• _About this task_:
Throughout the listing below, show every line in which "small" occurs.

• _Available data_:
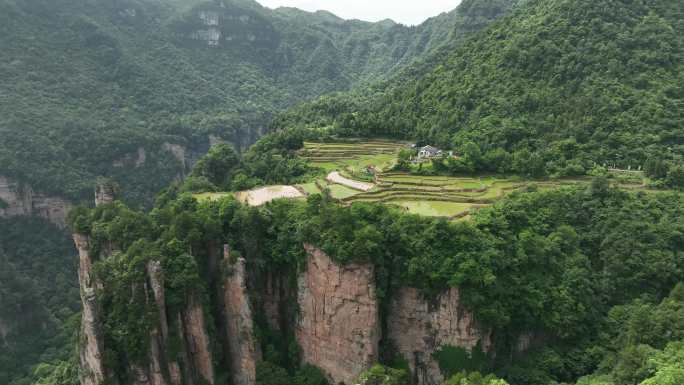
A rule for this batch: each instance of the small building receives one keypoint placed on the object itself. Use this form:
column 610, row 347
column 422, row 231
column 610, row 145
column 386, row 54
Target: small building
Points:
column 428, row 152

• _Solution_:
A rule for this batch: each instance of the small building receives one keypoint placed on the object itself. Use this form:
Target: small building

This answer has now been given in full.